(Raw records)
########################################
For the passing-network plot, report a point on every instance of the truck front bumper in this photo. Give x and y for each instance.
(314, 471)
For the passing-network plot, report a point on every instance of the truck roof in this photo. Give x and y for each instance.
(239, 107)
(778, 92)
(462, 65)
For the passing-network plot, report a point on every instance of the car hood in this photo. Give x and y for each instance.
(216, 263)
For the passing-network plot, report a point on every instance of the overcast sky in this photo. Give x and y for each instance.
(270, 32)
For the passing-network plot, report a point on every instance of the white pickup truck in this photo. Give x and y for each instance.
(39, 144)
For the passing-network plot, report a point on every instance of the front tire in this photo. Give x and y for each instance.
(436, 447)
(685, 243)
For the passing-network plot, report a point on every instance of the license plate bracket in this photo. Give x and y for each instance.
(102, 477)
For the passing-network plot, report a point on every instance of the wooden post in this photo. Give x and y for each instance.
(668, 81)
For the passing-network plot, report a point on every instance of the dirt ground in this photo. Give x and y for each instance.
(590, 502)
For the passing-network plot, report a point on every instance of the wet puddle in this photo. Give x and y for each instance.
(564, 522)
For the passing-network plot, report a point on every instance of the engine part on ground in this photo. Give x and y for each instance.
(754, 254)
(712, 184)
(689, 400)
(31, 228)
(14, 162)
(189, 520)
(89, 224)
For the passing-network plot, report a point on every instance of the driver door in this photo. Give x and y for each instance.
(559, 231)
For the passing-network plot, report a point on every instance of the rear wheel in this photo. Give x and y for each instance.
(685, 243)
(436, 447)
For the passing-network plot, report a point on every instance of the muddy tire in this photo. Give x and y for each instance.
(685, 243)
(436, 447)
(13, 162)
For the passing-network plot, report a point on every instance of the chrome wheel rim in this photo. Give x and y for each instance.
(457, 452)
########################################
Task to carry out -
Rewrite the rows above, changing every occurrence of "Give x and y" to "Provide x and y" and keeping everything else the same.

Result of this exercise -
For the passing-network plot, report a point on every instance of the truck front bumper in this photo. Provide x and y for each instance.
(314, 471)
For the passing-network plot, report a point on every instance of the truck roof in this photo. Provide x and y for each instance.
(239, 107)
(778, 92)
(462, 65)
For the passing-network plot, report a point on every instance of the car hood in this photo. Provide x and y for each instance.
(216, 263)
For the passing-network plot, report a point on every instance of the overcast sky in this photo. Provide x and y for each instance.
(270, 32)
For the passing-network plot, report a point on every instance of the white pickup truck in this photo. Provide x and y for each instance.
(39, 144)
For the passing-network plot, report a point on every instance of the front tire in this photo. Provide x and y for each instance.
(436, 447)
(685, 243)
For the passing-network plot, report a point on every instance of the license plate bracket in this photo. Provide x and y for each instance.
(102, 477)
For the passing-network plot, report a point on every instance of the wooden post in this photo. Provide x and y for each instance.
(668, 81)
For the passing-network plot, report a point on every instance of the dirt ground in this photo. Provide x and y for each instance.
(590, 502)
For the passing-network plot, report a point on every instance of the wet puddle in this photo. Provide x and y for each instance.
(564, 522)
For the passing-network plot, report a point on every instance of the engine part on ground in this photo. Provide x and y for each instance.
(754, 254)
(712, 184)
(689, 400)
(31, 228)
(14, 162)
(189, 520)
(89, 224)
For the passing-network plot, report a point on every instance of the driver door in this photo. Provide x and y for each instance.
(559, 231)
For the passing-network plot, report a point on every instance of the rear wheel in this photo. Provide x and y for each instance.
(685, 243)
(436, 447)
For the passing-network plot, report a point on every instance of the muddy tire in this photo. Provide x and y for each instance.
(685, 243)
(436, 447)
(13, 162)
For the passing-network plot, report a point on every instance of the chrome wheel rim in this photo. Provide x and y for each instance.
(457, 452)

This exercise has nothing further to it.